(AIM OF THE EXERCISE) Rewrite all the rows below, changing "single dot" to "single marker" everywhere and leaving everything else the same. Omit the pictures.

(MATERIAL PROVIDED)
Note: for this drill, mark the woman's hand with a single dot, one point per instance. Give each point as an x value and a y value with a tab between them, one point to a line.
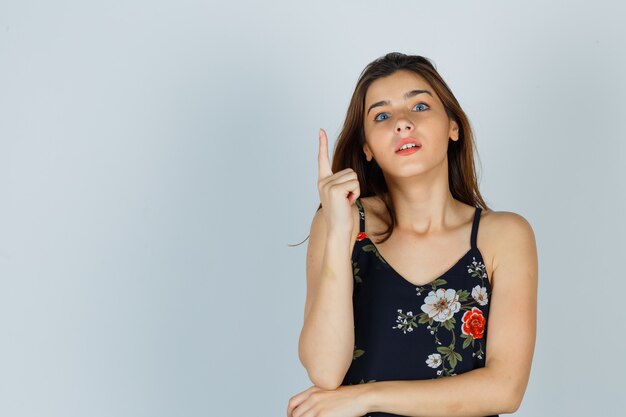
338	191
345	401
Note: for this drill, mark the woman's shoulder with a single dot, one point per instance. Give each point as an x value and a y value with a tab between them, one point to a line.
499	230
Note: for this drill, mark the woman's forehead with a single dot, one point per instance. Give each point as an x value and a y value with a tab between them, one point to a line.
393	87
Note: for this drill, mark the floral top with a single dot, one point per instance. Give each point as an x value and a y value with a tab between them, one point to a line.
408	332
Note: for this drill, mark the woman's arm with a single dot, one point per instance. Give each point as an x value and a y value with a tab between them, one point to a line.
500	386
326	343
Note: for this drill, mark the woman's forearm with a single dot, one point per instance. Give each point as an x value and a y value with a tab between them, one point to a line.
326	344
475	393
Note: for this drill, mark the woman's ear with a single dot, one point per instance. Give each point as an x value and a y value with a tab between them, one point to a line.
368	152
453	133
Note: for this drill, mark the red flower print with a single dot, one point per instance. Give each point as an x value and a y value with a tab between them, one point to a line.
473	323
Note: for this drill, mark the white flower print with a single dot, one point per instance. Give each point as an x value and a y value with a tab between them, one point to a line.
480	295
434	360
441	305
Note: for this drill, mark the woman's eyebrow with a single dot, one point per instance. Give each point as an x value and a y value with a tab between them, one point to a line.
408	95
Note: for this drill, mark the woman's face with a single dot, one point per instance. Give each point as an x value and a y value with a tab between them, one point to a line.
394	111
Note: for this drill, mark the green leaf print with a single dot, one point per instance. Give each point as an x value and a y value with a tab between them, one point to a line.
357	353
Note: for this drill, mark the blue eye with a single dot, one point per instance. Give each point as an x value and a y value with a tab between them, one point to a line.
380	114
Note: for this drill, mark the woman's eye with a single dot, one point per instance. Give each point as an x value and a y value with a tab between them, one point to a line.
381	114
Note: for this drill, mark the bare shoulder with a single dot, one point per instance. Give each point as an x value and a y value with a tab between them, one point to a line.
508	236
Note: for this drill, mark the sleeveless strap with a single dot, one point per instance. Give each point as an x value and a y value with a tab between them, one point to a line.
475	227
361	215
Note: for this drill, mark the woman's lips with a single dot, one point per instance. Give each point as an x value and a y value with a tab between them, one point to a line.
409	151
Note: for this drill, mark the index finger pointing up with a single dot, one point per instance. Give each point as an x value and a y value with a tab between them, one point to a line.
323	163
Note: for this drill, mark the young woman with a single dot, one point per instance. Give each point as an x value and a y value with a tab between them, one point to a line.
412	309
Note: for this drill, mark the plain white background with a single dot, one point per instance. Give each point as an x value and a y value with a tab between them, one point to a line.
157	157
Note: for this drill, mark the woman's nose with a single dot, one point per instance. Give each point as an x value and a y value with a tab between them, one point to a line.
404	125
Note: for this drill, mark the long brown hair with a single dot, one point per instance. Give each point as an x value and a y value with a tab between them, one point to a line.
348	152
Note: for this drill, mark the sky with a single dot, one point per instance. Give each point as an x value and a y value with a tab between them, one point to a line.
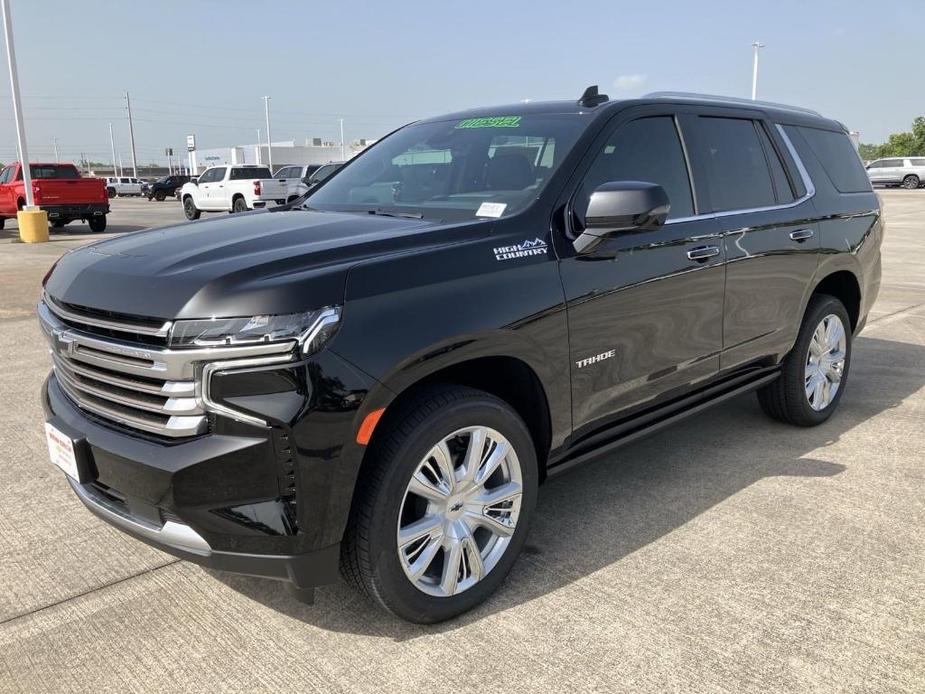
203	66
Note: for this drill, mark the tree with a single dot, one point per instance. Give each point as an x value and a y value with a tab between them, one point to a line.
904	144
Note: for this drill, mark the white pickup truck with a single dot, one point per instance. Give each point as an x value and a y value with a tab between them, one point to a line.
231	189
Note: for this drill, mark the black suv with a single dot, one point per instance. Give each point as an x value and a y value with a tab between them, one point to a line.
374	381
164	187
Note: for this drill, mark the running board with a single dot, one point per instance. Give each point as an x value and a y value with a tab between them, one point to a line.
649	423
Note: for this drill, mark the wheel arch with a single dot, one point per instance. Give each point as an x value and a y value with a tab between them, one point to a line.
506	377
844	286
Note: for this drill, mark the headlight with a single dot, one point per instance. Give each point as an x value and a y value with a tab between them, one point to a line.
311	330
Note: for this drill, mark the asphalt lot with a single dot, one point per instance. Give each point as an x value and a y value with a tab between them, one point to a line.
728	554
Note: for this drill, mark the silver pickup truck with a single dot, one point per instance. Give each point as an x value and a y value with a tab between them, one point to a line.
908	172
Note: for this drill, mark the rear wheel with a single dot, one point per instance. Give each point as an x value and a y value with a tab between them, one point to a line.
189	208
815	373
444	505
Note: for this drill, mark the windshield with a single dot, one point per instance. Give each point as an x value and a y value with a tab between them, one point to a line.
455	169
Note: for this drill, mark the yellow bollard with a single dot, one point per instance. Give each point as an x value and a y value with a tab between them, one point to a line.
33	225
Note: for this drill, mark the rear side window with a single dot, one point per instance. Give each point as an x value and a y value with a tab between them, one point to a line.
778	174
838	158
247	172
647	149
737	169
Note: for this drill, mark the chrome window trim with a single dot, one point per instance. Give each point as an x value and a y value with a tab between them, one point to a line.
801	169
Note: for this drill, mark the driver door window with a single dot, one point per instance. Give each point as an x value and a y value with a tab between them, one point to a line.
648	149
650	302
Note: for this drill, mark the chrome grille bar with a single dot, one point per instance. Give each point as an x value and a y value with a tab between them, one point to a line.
150	388
66	314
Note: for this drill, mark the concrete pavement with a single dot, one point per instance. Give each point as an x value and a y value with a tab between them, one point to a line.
727	554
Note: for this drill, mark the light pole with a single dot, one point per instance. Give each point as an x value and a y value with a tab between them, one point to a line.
757	45
266	104
112	144
17	105
131	134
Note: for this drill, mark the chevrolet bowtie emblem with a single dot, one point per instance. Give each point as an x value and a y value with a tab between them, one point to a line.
66	342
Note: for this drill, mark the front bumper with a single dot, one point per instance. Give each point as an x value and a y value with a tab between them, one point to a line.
303	571
269	501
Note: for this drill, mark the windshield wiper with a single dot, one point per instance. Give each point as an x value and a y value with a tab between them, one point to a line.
395	213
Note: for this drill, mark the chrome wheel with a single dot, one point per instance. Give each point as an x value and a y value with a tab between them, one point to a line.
825	362
459	511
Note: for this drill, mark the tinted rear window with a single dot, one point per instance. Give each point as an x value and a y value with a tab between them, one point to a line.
53	171
736	168
838	157
250	172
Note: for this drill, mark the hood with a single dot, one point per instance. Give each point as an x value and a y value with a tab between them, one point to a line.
247	264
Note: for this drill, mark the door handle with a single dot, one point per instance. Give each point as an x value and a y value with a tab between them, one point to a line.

(SOLUTION FOR THIS PROBLEM)
Note: for this drill, mark the woman's hand with a single marker, one point per instance. Give each point as an x value and a y value with a tab between them, one point to a line.
338	191
345	401
Note: for this drill, mark the woman's shoulder with a single marker, one point per instance. Give each point as an x value and a y value with a tab between them, one point to a line.
499	230
Note: for this drill, mark the woman's forehead with a single marker, one point per instance. Give each point as an x value and a y value with a tab between them, one point to a line.
393	87
Note: for this drill, mark the floral top with a single marker, one point per instance. Give each point as an x value and a y value with a tab between them, one point to a line.
408	332
Note: for this drill, mark the woman's arm with a single marker, one point per instance. Give each point as an x value and a y value with a tab between them, one point to a line.
500	386
326	343
Note: for this drill, mark the woman's forearm with a single marker, one point per instance. Give each point as an x value and a y value with a tab between them, one point to a line.
326	344
475	393
Note: for this drill, mark the woman's ear with a single marker, one point per instance. Give each point as an x value and a y value with a tab between them, one point to a line.
368	152
453	133
Note: for this drill, mark the red flower print with a single marker, one point per instance. Give each point as an x value and a y value with a tab between them, one point to a line.
473	323
Note: for this drill, mark the white flower print with a single marker, one point per instance. Give each point as an x value and a y value with a tab between them, one point to a line.
480	295
434	360
441	305
Note: for this drill, mark the woman's eyebrow with a single marker, one point per instance. Give each point as an x value and a y value with a tab between them, one point to a line.
408	95
Note: for this drill, mark the woman's face with a single marker, one point per instance. Give each point as an x value and a y value with a tab between them, one point to a line.
394	111
Note: for this drill, mark the green leaf print with a single marker, one point per instance. Give each point as an x value and a y value with a tab between them, one point to a line.
357	353
Note: for this drill, mark the blue eye with a single marker, one point per instance. Give each point as an x value and a y value with a tab between them, one point to a line.
380	114
Note: for this drill, mark the woman's eye with a single marker, one point per instance. Give each point as an x value and a y value with a tab between them, one point to a line.
381	114
Note: for this drill, mark the bare shoulder with a single marker, one point per instance. Give each point as an x value and a y value with a tab between them, one point to a line.
508	236
Note: for this drill, mark the sleeveless strap with a single marker, one point per instance. Give each point as an x value and a y value with a tab between them, one point to a line.
475	227
361	215
Note: for this drill, mark the woman's lips with a single marker, one point per instance. Give each point as an x value and a y value with a tab between them, one point to a line.
409	151
Note: for this drill, mark the index finger pointing up with a single marker, one point per instance. Give each point as an x value and a y value with a tab between them, one point to a line.
323	163
Note: for this drill, mark the young woman with a single marker, one point per instance. Give each point as an x value and a y value with a tab between them, one point to a line.
412	309
Note: for this drill, mark the plain white background with a single marker, one point per instance. Give each point as an x value and a y value with a tab between them, one point to a line.
157	157
Note: for this drill, mark the woman's nose with a single marker, one point per instance. Give each point as an x value and a y value with a tab between them, one point to a line.
404	125
Note: for this drill, mark the long brown hair with a single marker, one point per instance. Give each point as an x value and a y value with a tab between them, one point to a line.
348	152
Note: for this drill, mark the sky with a single marker, one point per instance. Give each point as an x value and a y value with a tab between them, one point to a line.
203	66
Note: for this drill, mark the tree with a single marker, one point per instance. Give each point as an x value and a y value with a tab between them, one point to a line.
904	144
Note: for this drill, mark the white pickup truck with a single marker, one point per instance. Give each point as an x value and a y value with a tab between them, one point to a line.
231	189
Note: for this drill, mark the black suv with a single marker, one point per instance. Give each point as an x value and a y value with a tab between them, one point to a line.
374	381
164	187
Note: for this drill, mark the running board with a single marker, one point per instance. Give each point as an x value and a y value with a tab between them, one point to a line.
649	423
Note: for this drill, mark the wheel arch with a single marker, one point per instance. Give each point as an x value and a y value with a tab between them, one point to a line.
506	377
844	286
Note: for this drill, mark the headlight with a single marker, one point per instance. Give each point as an x value and a y value with a tab between them, one point to a line.
311	330
Note: for this drill, mark the asphalt lot with a single marker, one point per instance. Give each point as an x value and a y value with a tab between them, one point to a line.
728	554
Note: for this drill, mark the silver pickup truck with a single marker, one point per instance. Give each point as an x value and a y value with a tab between them, one point to a line.
908	172
Note: for this drill, mark the rear wheel with a single marker, one point per instance. Give each point as an x value and a y value with a tab between them, one point to a line.
189	208
815	373
444	505
Note: for this drill, mark the windshield with a single marker, one point per instance. Give each point as an x value and a y value with a tab between them, one point to a line.
455	169
Note: for this drill, mark the yellow bollard with a single marker, one point per instance. Give each point as an x value and a y value with a tab between them, one point to a line.
33	225
Note: for this drill, mark the rear side window with a single marker, one point per instance. Give each point as an x value and a y value with a tab between them, one point to a line.
778	174
838	158
247	172
647	149
737	169
Note: for this drill, mark the chrome window trim with a single marker, one point per instance. Give each point as an x value and a y value with a tab between them, one point to a line.
801	169
Note: for this drill, mark the driver door window with a single marker, one point per instance. Give each point as an x value and a y value with a tab between them, one point to a line.
648	149
650	302
Note: for this drill, mark the chrome grille bar with a single marker, one point per instance. Give each point as an x value and a y value with a tab between them, one point to a line.
150	388
66	314
Note: for this drill, mark the concrete pavement with a single marker, one point per instance. Give each point as an x value and a y value with a tab between them, one point to a line.
727	554
Note: for this drill, mark the light pole with a single marker, one point per instance. Give each point as an x value and a y value with a tab between them, one point to a line.
757	45
266	104
112	144
17	105
131	134
Note: for this drill, mark the chevrolet bowtie emblem with a single marker, one point per instance. Give each point as an x value and a y value with a tab between them, one point to a line.
66	342
Note: for this drill, mark the front bumper with a single marker, one point per instance. Give each point as an x value and a y value with a tab between them, one point to a line.
303	571
269	501
Note: for this drill, mark the windshield wiper with a single marker, one point per instance. Give each point as an x value and a y value with a tab between them, one point to a line.
395	213
Note: for this drill, mark the chrome wheel with a single marker, one point per instance. Give each point as an x value and a y value with a tab between them, one point to a line.
825	362
459	511
Note: for this drill, mark the tinted rear window with a single marker, one point per instance. Give each point as an x value and a y value with a tab between them, one point to a line.
53	171
736	168
838	157
250	172
Note: for this drill, mark the hood with a single marker, one point per instance. Give each point as an x value and a y value with a tab between them, one point to a line.
247	264
Note: for this drill, mark the door handle with a single marker, one point per instance. Give each point as an x value and a y value with a tab between them, one point to a line.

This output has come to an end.